-- begin --

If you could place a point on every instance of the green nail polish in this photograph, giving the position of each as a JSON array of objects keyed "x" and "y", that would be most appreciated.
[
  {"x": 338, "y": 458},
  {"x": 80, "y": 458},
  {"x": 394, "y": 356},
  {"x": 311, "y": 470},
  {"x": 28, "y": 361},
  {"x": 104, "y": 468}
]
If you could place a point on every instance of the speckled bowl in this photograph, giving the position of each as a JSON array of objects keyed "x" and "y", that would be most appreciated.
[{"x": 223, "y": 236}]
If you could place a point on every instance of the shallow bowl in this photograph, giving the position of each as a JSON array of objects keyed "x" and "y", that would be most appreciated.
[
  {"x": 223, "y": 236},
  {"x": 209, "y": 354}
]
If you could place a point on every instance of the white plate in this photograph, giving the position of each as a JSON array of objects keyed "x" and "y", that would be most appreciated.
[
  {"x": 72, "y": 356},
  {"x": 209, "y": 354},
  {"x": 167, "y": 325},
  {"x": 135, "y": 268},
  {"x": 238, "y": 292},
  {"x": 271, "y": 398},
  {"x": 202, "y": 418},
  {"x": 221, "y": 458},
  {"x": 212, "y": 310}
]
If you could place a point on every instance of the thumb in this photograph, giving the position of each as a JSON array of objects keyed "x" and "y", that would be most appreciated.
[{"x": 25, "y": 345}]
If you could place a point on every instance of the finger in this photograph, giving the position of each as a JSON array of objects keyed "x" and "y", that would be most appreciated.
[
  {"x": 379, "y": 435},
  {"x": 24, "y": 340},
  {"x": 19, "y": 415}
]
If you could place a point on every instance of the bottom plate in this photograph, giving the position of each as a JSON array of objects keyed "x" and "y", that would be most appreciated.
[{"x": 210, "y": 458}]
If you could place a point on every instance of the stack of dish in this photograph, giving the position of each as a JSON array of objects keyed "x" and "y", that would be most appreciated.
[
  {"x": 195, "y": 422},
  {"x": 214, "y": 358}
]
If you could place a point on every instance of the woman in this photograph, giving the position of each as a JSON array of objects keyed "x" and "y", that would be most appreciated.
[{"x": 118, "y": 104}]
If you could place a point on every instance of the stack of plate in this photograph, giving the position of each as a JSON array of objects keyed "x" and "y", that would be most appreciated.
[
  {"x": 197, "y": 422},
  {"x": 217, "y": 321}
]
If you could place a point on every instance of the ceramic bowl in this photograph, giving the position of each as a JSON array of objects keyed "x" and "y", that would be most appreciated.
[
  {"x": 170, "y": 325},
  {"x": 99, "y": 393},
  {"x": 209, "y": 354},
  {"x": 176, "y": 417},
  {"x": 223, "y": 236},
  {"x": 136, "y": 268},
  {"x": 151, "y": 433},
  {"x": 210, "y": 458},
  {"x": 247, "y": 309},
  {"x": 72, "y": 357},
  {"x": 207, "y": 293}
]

-- end --

## REQUIRED WORK
Render every line of the listing above as a JSON array of strings, one string per line, with blank lines left out.

## EXERCISE SOLUTION
[
  "If you could place a point on every instance of the green nail polish in this photograph, giving the position of each as a JSON array of objects keyed \"x\" and \"y\", that would be most appreciated.",
  "[",
  "  {\"x\": 338, \"y\": 458},",
  "  {\"x\": 80, \"y\": 458},",
  "  {\"x\": 394, \"y\": 356},",
  "  {\"x\": 311, \"y\": 470},",
  "  {\"x\": 28, \"y\": 361},",
  "  {\"x\": 104, \"y\": 468}",
  "]",
  "If you could place a point on every instance of the speckled bowl in this photograph, giving the position of each as a JSON array of objects keyed \"x\" and \"y\", that would be most appreciated.",
  "[{\"x\": 223, \"y\": 236}]",
  "If you could place a point on every instance of the shallow bowl in this photograph, giving the position of each as a JSON array of objects keyed \"x\" and \"y\", that would be most appreciated.",
  "[",
  "  {\"x\": 223, \"y\": 236},",
  "  {\"x\": 209, \"y\": 354}",
  "]",
  "If you could place a point on every instance of the white plate in this photograph, giving the position of each as a JSON array of objects keyed \"x\" and \"y\", that would be most appreciated.",
  "[",
  "  {\"x\": 72, \"y\": 356},",
  "  {\"x\": 209, \"y\": 354},",
  "  {\"x\": 167, \"y\": 325},",
  "  {\"x\": 135, \"y\": 268},",
  "  {\"x\": 238, \"y\": 292},",
  "  {\"x\": 271, \"y\": 398},",
  "  {\"x\": 202, \"y\": 418},",
  "  {\"x\": 221, \"y\": 458},",
  "  {\"x\": 212, \"y\": 310}",
  "]",
  "If you could place a point on every instance of the thumb in this photograph, giving the position of each as a JSON array of objects keyed \"x\" and \"y\", that would be most appreciated.",
  "[{\"x\": 25, \"y\": 345}]",
  "If you could place a point on every instance of the finger in this photograph, giving the position of each as a JSON array of objects keyed \"x\" and \"y\", that would be most appreciated.",
  "[",
  "  {\"x\": 379, \"y\": 435},",
  "  {\"x\": 24, \"y\": 340},",
  "  {\"x\": 19, \"y\": 415}",
  "]",
  "If you could place a point on every instance of the bottom plate in this photograph, giving the position of each as a JSON array of objects keyed \"x\" and \"y\", that would be most appreciated.",
  "[{\"x\": 210, \"y\": 458}]",
  "If you could place a point on every instance of the stack of dish in this photograph, giving the position of each as a JSON array of objects keyed \"x\" and \"y\", that would be most appreciated.",
  "[",
  "  {\"x\": 195, \"y\": 422},",
  "  {\"x\": 214, \"y\": 358}",
  "]",
  "If you could place a point on every instance of the woman in this photograph, giving the position of each as a JSON array of objects keyed \"x\" and \"y\", that would be most appreciated.",
  "[{\"x\": 118, \"y\": 104}]",
  "If you could place a point on every instance of the stack of plate in this photograph, giving the position of each as a JSON array of objects keyed \"x\" and \"y\", that would be most appreciated.",
  "[",
  "  {\"x\": 197, \"y\": 422},",
  "  {\"x\": 217, \"y\": 321}",
  "]",
  "If you could place a point on every instance of the ceramic bowl in this photograph, giving the position of each as a JSON array of objects keyed \"x\" and \"y\", that would be most appreciated.",
  "[",
  "  {\"x\": 170, \"y\": 325},",
  "  {\"x\": 99, \"y\": 393},",
  "  {\"x\": 209, \"y\": 354},",
  "  {\"x\": 176, \"y\": 417},",
  "  {\"x\": 223, \"y\": 236},",
  "  {\"x\": 136, \"y\": 268},",
  "  {\"x\": 151, \"y\": 433},",
  "  {\"x\": 210, \"y\": 458},",
  "  {\"x\": 247, \"y\": 309},",
  "  {\"x\": 72, \"y\": 357},",
  "  {\"x\": 207, \"y\": 293}",
  "]"
]